_What to work on_:
Summarize the passage on jump scares and flashlight games in three sentences.

_Exercise passage_:
::::::::::
4. “Jump Scares Are All You Need” Games

Horror is a genre that can give deep insight into the human psyche. It’s also a genre that is fundamentally misunderstood. As I discuss in one of my LPs, jump scares are an arms race, and just like with nuclear warfare, everyone loses. We know the spooky monsters, we know the tired tropes. They’re predictable. Hit us in the feels instead.

…That’s not to say that jump scares are impossible to do well. However, they have to carry meaning. The only way they can carry meaning is if they are rare and surrounded by story that resonates on a human level. And no, “my girlfriend was just horribly murdered-slash-I am a sociopath and murdered her myself” doesn’t count. See number 2 above, and then see me after class.

5. “I Don’t Know How to Implement a Flashlight” Games

This is related to the previous entry. Games with flashlights don’t have to be horror games, but they often are. So often in fact, that people think my game A Night in the Woods is a horror game despite the fact I’ve never described it as even being remotely scary. Thanks a lot, Slendy.
::::::::::
_The data_:
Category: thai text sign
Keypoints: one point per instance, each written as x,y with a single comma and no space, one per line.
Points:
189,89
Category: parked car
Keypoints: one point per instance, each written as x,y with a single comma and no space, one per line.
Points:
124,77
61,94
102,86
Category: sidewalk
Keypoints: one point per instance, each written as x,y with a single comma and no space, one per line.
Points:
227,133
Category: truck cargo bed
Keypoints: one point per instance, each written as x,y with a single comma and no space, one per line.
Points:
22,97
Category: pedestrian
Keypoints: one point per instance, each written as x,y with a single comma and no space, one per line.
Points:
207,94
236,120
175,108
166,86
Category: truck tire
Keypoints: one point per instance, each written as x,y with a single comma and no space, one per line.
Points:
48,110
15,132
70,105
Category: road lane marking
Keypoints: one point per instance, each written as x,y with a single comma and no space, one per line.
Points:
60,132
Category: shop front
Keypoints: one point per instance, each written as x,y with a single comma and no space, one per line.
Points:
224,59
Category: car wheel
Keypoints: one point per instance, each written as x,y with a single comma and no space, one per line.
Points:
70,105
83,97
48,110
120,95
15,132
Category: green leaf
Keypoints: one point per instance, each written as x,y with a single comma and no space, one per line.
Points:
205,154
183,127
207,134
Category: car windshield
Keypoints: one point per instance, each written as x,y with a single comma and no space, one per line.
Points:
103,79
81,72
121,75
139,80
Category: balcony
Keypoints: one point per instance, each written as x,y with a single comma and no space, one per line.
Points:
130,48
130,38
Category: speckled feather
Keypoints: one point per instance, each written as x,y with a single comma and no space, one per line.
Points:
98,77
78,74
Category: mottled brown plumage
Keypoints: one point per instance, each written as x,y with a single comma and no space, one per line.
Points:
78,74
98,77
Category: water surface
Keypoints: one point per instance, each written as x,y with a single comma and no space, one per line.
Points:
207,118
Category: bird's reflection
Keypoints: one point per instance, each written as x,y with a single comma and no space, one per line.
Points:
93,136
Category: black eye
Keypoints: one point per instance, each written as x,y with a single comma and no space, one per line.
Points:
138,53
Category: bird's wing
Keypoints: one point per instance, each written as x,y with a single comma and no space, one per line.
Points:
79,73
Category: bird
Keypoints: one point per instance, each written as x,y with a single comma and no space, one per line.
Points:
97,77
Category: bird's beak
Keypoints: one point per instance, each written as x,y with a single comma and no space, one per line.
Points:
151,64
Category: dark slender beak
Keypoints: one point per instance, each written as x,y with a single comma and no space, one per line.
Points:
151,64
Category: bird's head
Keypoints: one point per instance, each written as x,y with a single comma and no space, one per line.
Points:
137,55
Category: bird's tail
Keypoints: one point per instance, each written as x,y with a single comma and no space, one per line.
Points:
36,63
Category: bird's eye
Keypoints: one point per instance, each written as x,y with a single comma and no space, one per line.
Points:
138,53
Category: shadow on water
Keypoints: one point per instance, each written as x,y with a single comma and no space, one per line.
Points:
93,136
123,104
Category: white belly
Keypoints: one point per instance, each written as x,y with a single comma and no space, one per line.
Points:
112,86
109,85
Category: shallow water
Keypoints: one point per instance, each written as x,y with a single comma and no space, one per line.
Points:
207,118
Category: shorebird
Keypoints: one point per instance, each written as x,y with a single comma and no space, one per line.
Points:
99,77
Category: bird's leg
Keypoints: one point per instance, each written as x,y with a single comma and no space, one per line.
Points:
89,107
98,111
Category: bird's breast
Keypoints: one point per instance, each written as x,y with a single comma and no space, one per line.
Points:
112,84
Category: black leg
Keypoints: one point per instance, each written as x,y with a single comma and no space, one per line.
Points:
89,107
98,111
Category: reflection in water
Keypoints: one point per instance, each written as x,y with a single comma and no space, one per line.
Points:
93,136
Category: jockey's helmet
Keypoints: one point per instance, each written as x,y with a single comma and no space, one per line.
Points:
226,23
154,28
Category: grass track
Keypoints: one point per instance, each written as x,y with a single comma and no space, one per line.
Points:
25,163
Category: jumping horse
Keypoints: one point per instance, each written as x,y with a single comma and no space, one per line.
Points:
::::::::::
_Exercise result_:
Horror can give deep insight into the human psyche but is fundamentally misunderstood, and jump scares have become a predictable arms race in which everyone loses. Jump scares can still be done well, but only if they are rare and surrounded by a story that resonates on a human level. Games with flashlights don't have to be horror games but often are, so much so that people think the writer's game A Night in the Woods is horror even though it was never described as scary.